Источник

68. Полемика продолжается

Полемика по вопросу: есть ли надежда на спасение души ересиарха Толстого, все еще продолжается. Г. Поселянин напечатал в «Колоколе» второй мне ответ, на который пришлось опять отвечать. Словом, тот психологический закон, о котором говорил я прошлый раз, по которому наши писатели стараются всячески оправдать свою ошибку, хотя и сознают ее, проявился и в данном случае. Что ж делать? Г. Поселянин может думать, что именно в силу этого закона и я с ним полемизирую, но ведь я-то говорю не от своего имени, а от имени Церкви, а он высказывает только свои личные мнения и предположения.

Послушайте вот, что пишет он в «Колоколе».

Заключительное письмо преосвященному Никону Вологодскому

С теплым чувством прочел я благостный ответ преосвященного Никона Вологодского.

== Показанные сведения ==
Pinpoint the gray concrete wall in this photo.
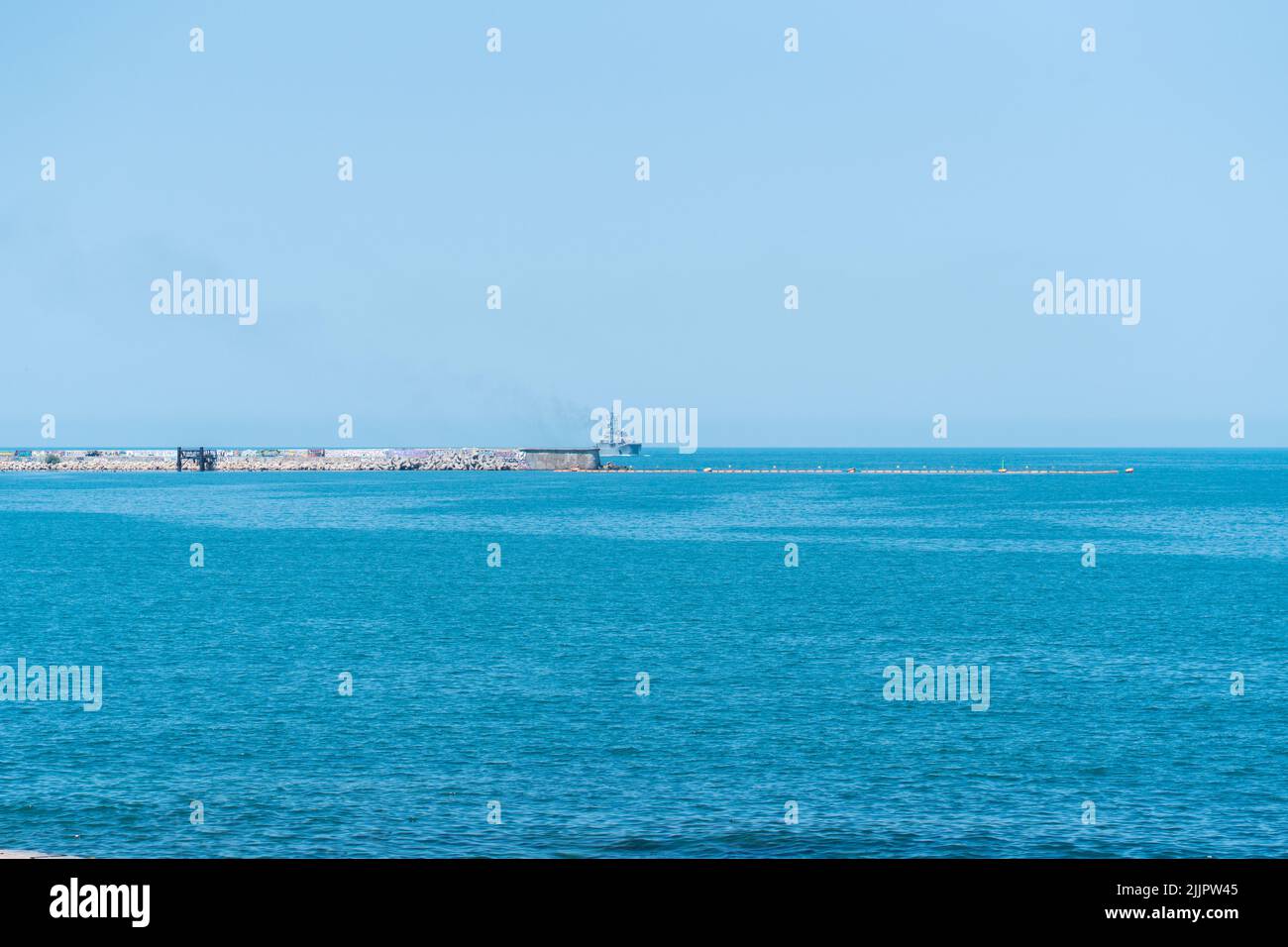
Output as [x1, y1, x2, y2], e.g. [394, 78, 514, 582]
[523, 447, 599, 471]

== Поставленная задача 1 ==
Перескажите короче абзац источника, который начинается словами «Полемика по вопросу», сохранив его основные факты.
== Поставленная задача 2 ==
Пожалуйста, выпишите из источника дословно отрывок: начните со слов «68. Полемика продолжается» и остановитесь после слов «мнения и предположения.».

== Полный ответ 1 ==
Спор о том, есть ли надежда на спасение души ересиарха Толстого, продолжается. Г. Поселянин напечатал в «Колоколе» второй ответ мне, и снова пришлось отвечать. В этом проявился упомянутый в прошлый раз психологический закон: наши писатели всячески стараются оправдать свою ошибку, даже сознавая ее. Г. Поселянин может решить, что и я спорю с ним в силу этого закона. Однако я говорю от имени Церкви, а он высказывает лишь свои личные мнения и предположения.

== Полный ответ 2 ==
68. Полемика продолжается

Полемика по вопросу: есть ли надежда на спасение души ересиарха Толстого, все еще продолжается. Г. Поселянин напечатал в «Колоколе» второй мне ответ, на который пришлось опять отвечать. Словом, тот психологический закон, о котором говорил я прошлый раз, по которому наши писатели стараются всячески оправдать свою ошибку, хотя и сознают ее, проявился и в данном случае. Что ж делать? Г. Поселянин может думать, что именно в силу этого закона и я с ним полемизирую, но ведь я-то говорю не от своего имени, а от имени Церкви, а он высказывает только свои личные мнения и предположения.